(Items listed in a dataset)
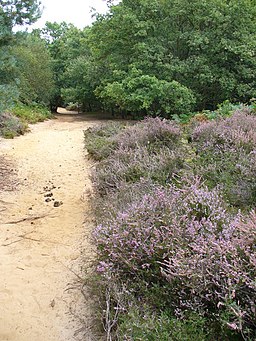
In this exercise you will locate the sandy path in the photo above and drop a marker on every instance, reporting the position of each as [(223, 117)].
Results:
[(39, 298)]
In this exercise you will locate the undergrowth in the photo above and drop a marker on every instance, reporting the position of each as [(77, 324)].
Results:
[(175, 235), (15, 122)]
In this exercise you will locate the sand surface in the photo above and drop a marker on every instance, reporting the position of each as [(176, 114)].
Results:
[(43, 247)]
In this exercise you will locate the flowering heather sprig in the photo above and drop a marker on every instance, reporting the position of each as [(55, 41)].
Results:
[(150, 131), (227, 156), (186, 236), (131, 165)]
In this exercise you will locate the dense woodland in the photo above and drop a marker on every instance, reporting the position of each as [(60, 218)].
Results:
[(142, 58), (174, 194)]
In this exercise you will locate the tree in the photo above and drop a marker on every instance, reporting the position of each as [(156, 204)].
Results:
[(33, 69), (12, 12), (207, 47)]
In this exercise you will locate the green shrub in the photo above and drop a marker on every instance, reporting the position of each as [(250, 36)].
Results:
[(31, 113), (11, 126), (99, 140)]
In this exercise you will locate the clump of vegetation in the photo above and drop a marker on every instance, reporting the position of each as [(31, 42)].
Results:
[(11, 126), (16, 121), (226, 150), (32, 113), (169, 238)]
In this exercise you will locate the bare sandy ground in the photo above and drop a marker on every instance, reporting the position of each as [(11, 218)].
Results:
[(42, 246)]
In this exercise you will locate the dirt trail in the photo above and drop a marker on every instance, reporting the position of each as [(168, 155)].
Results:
[(40, 245)]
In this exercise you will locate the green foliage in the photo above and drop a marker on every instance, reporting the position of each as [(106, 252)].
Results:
[(11, 126), (158, 246), (33, 69), (202, 50), (99, 140), (32, 113), (147, 94), (147, 326), (12, 13)]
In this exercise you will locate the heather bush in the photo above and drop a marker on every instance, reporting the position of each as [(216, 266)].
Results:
[(186, 236), (226, 151), (152, 133), (146, 325), (131, 165), (99, 140)]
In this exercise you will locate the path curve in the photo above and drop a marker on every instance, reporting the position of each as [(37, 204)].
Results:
[(40, 238)]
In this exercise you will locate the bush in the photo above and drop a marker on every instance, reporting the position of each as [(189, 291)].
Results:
[(11, 126), (99, 140), (128, 166), (32, 113), (227, 156), (186, 236), (146, 325), (150, 149), (152, 133)]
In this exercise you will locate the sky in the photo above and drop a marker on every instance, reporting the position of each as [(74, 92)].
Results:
[(77, 12)]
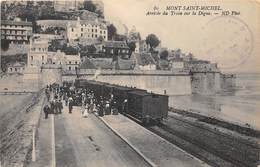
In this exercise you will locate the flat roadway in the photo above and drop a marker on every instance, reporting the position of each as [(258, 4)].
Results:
[(69, 140)]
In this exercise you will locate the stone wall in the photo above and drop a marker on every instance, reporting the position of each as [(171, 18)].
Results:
[(228, 81), (171, 84), (50, 75), (16, 49), (205, 83), (239, 149)]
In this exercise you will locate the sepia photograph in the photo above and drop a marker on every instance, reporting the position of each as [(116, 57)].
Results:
[(130, 83)]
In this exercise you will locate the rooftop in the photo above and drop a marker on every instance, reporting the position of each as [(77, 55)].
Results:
[(115, 44)]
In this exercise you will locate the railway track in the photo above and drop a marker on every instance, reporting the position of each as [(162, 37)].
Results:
[(207, 154)]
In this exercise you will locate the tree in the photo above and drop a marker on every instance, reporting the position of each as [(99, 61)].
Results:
[(164, 55), (88, 5), (112, 31), (152, 40), (100, 39), (131, 46)]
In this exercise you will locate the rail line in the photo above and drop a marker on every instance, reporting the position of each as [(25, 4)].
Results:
[(195, 148), (187, 144)]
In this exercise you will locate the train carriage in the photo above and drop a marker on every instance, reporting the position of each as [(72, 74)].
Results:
[(147, 106)]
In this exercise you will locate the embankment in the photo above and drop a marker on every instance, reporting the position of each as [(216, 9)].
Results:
[(234, 143)]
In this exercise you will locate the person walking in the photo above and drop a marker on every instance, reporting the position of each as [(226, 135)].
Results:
[(70, 104), (59, 106), (46, 110)]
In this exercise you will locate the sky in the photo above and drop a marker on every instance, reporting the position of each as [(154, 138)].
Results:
[(231, 41)]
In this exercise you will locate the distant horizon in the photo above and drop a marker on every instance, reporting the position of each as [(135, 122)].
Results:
[(189, 40)]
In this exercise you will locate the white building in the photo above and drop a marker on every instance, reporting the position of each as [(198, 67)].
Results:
[(86, 29), (15, 68)]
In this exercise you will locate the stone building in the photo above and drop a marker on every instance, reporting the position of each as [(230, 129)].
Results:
[(141, 47), (15, 68), (39, 56), (16, 31)]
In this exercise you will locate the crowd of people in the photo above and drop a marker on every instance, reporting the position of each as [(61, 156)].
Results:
[(86, 99)]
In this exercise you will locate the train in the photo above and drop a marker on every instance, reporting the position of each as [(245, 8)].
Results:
[(139, 104)]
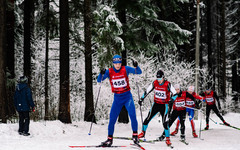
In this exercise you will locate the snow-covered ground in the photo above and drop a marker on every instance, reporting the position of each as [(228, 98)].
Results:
[(54, 135)]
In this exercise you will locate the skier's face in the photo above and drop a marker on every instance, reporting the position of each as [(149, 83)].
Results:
[(177, 90), (117, 66), (207, 91), (160, 80)]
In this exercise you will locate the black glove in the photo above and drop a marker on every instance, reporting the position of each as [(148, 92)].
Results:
[(219, 108), (135, 64), (171, 101), (140, 101), (103, 71)]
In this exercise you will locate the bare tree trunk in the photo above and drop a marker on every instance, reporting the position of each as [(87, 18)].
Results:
[(10, 110), (28, 34), (46, 61), (89, 107), (123, 116), (64, 104), (209, 36), (3, 61), (222, 49)]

**What you are asked to do:** Express the entire listing above as a two-column CSV with the headers instruction and points, placing each instruction and its answer together on one row, with every field quoted and any line breaks replaced by spaces. Leave the picture placeholders out.

**Response for this exercise:**
instruction,points
"In this exercise you will locate the sandy path in the photo above and drop a marker on every instance, reporting the position of each as [(223, 117)]. Results:","[(39, 298)]"
"In this exercise you will locate the undergrowth in the photo above and drop a marker on every instance, reporting the position of each as [(77, 324)]. Results:","[(175, 235), (15, 122)]"
"In this exercise you will locate the sand surface in the photo above and drop a marker on every instance, reporting the position of each as [(176, 114)]. Results:","[(43, 247)]"
"In this exercise you will locate the flowering heather sprig in the photo above and drop a marker on every instance, reporting the position of each as [(55, 41)]. Results:","[(150, 131), (227, 156), (186, 236), (131, 165)]"
"In this exercise you will locate the dense woodland in the photo above and drop a marker on every instance, reporting the position of each as [(60, 218)]. Results:","[(142, 58), (174, 194)]"
"In this exercise you will locate the tree in the photo above and drop a marker on every instance, reporting the position of each as [(156, 204)]. Results:","[(33, 69), (12, 12), (207, 47)]"
"In this exercise you will locate the green shrub in the photo above and drop a marker on every instance, reporting the position of each as [(250, 36)]. Results:","[(31, 113), (11, 126), (99, 140)]"
"In this exercise you will locate the clump of vegetation in the photo above and drop a marker on every instance, reporting the position of each as [(31, 42)]. Results:","[(11, 126), (16, 121), (226, 150), (32, 113), (169, 238)]"
"In this exercise you will locate the bare sandy ground in the photo above and drop a marker on every instance, reporting the position of each as [(11, 218)]. Results:","[(42, 246)]"
"In this exercise you will locate the dirt trail in the photo above and drop a marker on every instance, reporting the position of each as [(168, 155)]. Results:","[(40, 245)]"
"In this exercise you will locate the green foliage in the photo above and drop a marker on every instance, reporting the position of each as [(106, 252)]. Results:","[(11, 126), (158, 246), (33, 69), (202, 50), (99, 140), (32, 113), (147, 94), (147, 326), (12, 13)]"
"In this exercise you will locate the heather bush in the photo above and drop a marker on every instance, reporting the position of each as [(216, 266)]. Results:","[(186, 236), (226, 151), (152, 133), (146, 325), (131, 165), (99, 140)]"
"In this exercise you will locate the path curve in the photo above and drop a marker on every instance, reporting the position of each as [(37, 204)]. Results:","[(40, 238)]"
"In this exercise you will locate the bush in the photo above and drop a marker on every instance, reporting the position of each as [(189, 291)]. Results:","[(11, 126), (99, 140), (128, 166), (32, 113), (227, 156), (186, 236), (146, 325), (150, 149), (152, 133)]"
"In this exercise you will locate the sky in the photo above and drop a marker on every instance, reporting the position of each as [(74, 92)]. Results:","[(77, 12)]"
"In this exercise you will locate the flat roadway in the photo above and drop a marker on every instance, reporting the position of each as [(258, 4)]. Results:","[(69, 140)]"
"In this exercise you will locate the stone wall in the photo above and drop a marker on every instance, reporting the position of each as [(171, 18)]. Results:","[(228, 81), (171, 84), (50, 75), (16, 49), (205, 83), (239, 149)]"
"In this exercise you will locate the sepia photograph in the photo above and drop a marker on every instance, reporting the position of each as [(116, 57)]. Results:","[(130, 83)]"
"In this exercise you will locate the rooftop in the photo above and drop a marker on every instance, reporting the position of each as [(77, 55)]. Results:","[(115, 44)]"
"In this exercise you will locate the railway track in the photo above and drop a marker on every instance, reporting the position of each as [(162, 37)]. Results:","[(207, 154)]"
"In this exercise you will locate the tree in the photo above and drop a marker on every instance, reporting the position of each as [(99, 61)]. Results:","[(164, 55), (88, 5), (112, 31), (152, 40), (100, 39), (131, 46)]"
"In this exercise you will locate the rail line in the photo above and drop a marker on every instance, reporting the position of each as [(25, 4)]. Results:","[(195, 148), (187, 144)]"
"In this exercise you will locate the train carriage in the photo above and drop a marker on every instance, reporting the position of each as [(72, 74)]. Results:","[(147, 106)]"
"In this exercise you will locate the embankment in the photo above and drop a marker on every instance, reporting the position of each as [(216, 9)]. Results:","[(234, 143)]"
"In this exercise you will locate the person walking in the photo above and drop a marker on every instance, reporting the position of each as [(226, 135)]. Results:","[(70, 104), (59, 106), (46, 110)]"
"In this exercise you will locate the sky in the photo above and drop a marker on every instance, reporting the position of each as [(154, 138)]. Results:","[(231, 41)]"
"In this exercise you will locate the distant horizon in the photo above and drop a marker on every instance, reporting the position of each as [(135, 122)]. Results:","[(189, 40)]"
"In this exercise you will locate the white building in the photo above and drop a marker on every instance, reporting the position of each as [(198, 67)]. Results:","[(86, 29), (15, 68)]"
"In this exercise you will locate the stone building in the photo above and drop a marker on every instance, reporting the position of each as [(230, 129)]. Results:","[(141, 47), (15, 68), (39, 56), (16, 31)]"
"In this exercise you will locate the crowd of people in the photo above and drop a marker on every instance, reporting the position of each as [(61, 156)]. Results:","[(86, 99)]"
"In this exercise you will locate the train in the photo above and drop a marker on every instance, reporting the position of each as [(245, 8)]. Results:","[(139, 104)]"
"In this exercise you will locate the snow-covered ground in the photo above and drop a marker on every instance, reporting the position of each as [(228, 98)]. Results:","[(54, 135)]"
"In this exercise you will locate the skier's face in the photo above and drop a marker on every instance, reporting the position of each as [(149, 83)]. Results:","[(177, 90), (117, 66), (207, 91), (160, 80)]"
"In this exercise you will locate the black glove in the photo above and drop a marker on every instance, reporting the position of each as [(148, 92)]. Results:","[(219, 108), (135, 64), (171, 101), (140, 101), (103, 71)]"
"In this exercise you will locate the bare tree trunk in the photo above and drop a marker on every instance, reporting the position of each as [(87, 18)]. Results:","[(10, 110), (28, 34), (46, 61), (89, 107), (123, 116), (64, 104), (209, 36), (3, 61), (222, 49)]"